ZU BEARBEITEN:
1. Nenne alle Abkürzungen, die im Leitsatz zur Entgeltfortzahlung vorkommen, jede nur einmal.
2. Gib aus dem Leitsatz zur Entgeltfortzahlung den Abschnitt wortgetreu aus, der mit den Worten „2. Besteht ein“ anfängt und mit „Ang zurückgegriffen werden.“ aufhört.
3. Prüfe, ob die folgenden Aussagen mit dem Leitsatz zur Entgeltfortzahlung übereinstimmen, und antworte jeweils mit Ja oder Nein samt den entscheidenden Worten als wörtlichem Zitat:
(a) Für eine eigenständige tarifvertragliche Regelung genügt ein bloßer Einwendungsausschluß.
(b) Der MTV Arbeiter ist weniger konkret gefaßt als der MTV Ang.
(c) Der Rückgriff auf die Interpretation des MTV Ang setzt einen unmittelbar zeitlichen Zusammenhang bei der Vereinbarung der Tarifbestimmungen voraus.

GEGEBENER TEXT:
Entscheidungsstichwort (Thema)
Entgeltfortzahlung im Krankheitsfall (80 % oder 100 %)
Leitsatz (amtlich)
1. Eine eigenständige tarifvertragliche Regelung über die Entgeltfortzahlung im Krankheitsfall liegt vor, wenn der TV abweichend vom Gesetz nicht nur einen Einwendungsausschluß, sondern einen Zahlungsanspruch beinhaltet und über das Gesetz hinausgehende Regelungen für die Fortzahlung des Entgelts bei bestimmten Heilverfahren vorsieht.
2. Besteht ein unmittelbar zeitlicher Zusammenhang zwischen der Vereinbarung von Tarifbestimmungen für die Entgeltfortzahlung von Angestellten und Arbeitern, kann zur Vermeidung sachlich nicht gerechtfertigter Ungleichbehandlung bei der Auslegung des weniger konkret gefaßten MTV Arbeiter auf die Interpretation des MTV Ang zurückgegriffen werden.

GEGEBENE DATEN:
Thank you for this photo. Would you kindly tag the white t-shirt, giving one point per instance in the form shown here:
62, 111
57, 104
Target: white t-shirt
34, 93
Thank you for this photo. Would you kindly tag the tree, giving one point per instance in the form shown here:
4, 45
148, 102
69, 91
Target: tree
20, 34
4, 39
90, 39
--
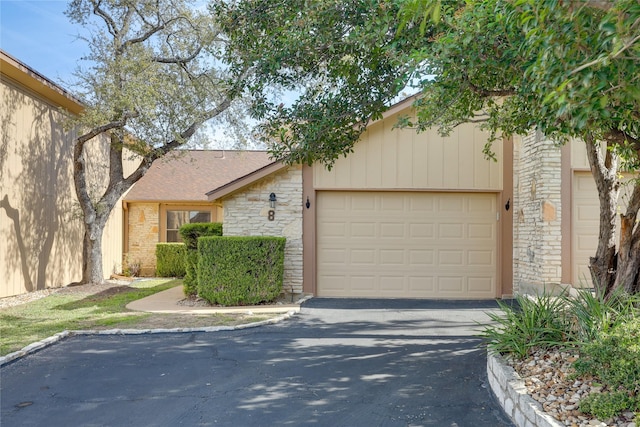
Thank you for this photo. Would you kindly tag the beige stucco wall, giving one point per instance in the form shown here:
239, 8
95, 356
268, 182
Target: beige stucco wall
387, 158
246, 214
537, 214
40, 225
--
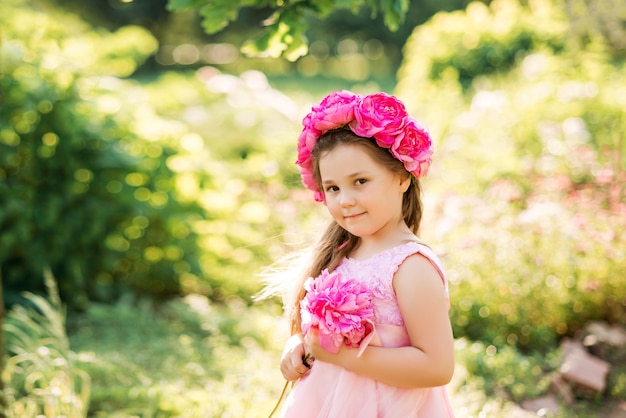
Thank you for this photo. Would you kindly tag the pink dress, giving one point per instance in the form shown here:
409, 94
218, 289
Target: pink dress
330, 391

LÖSUNGEN:
1. TV, MTV, Ang

2.
2. Besteht ein unmittelbar zeitlicher Zusammenhang zwischen der Vereinbarung von Tarifbestimmungen für die Entgeltfortzahlung von Angestellten und Arbeitern, kann zur Vermeidung sachlich nicht gerechtfertigter Ungleichbehandlung bei der Auslegung des weniger konkret gefaßten MTV Arbeiter auf die Interpretation des MTV Ang zurückgegriffen werden.

3.
(a) Nein: „nicht nur einen Einwendungsausschluß, sondern einen Zahlungsanspruch beinhaltet“
(b) Ja: „bei der Auslegung des weniger konkret gefaßten MTV Arbeiter auf die Interpretation des MTV Ang zurückgegriffen werden“
(c) Ja: „Besteht ein unmittelbar zeitlicher Zusammenhang zwischen der Vereinbarung von Tarifbestimmungen für die Entgeltfortzahlung von Angestellten und Arbeitern“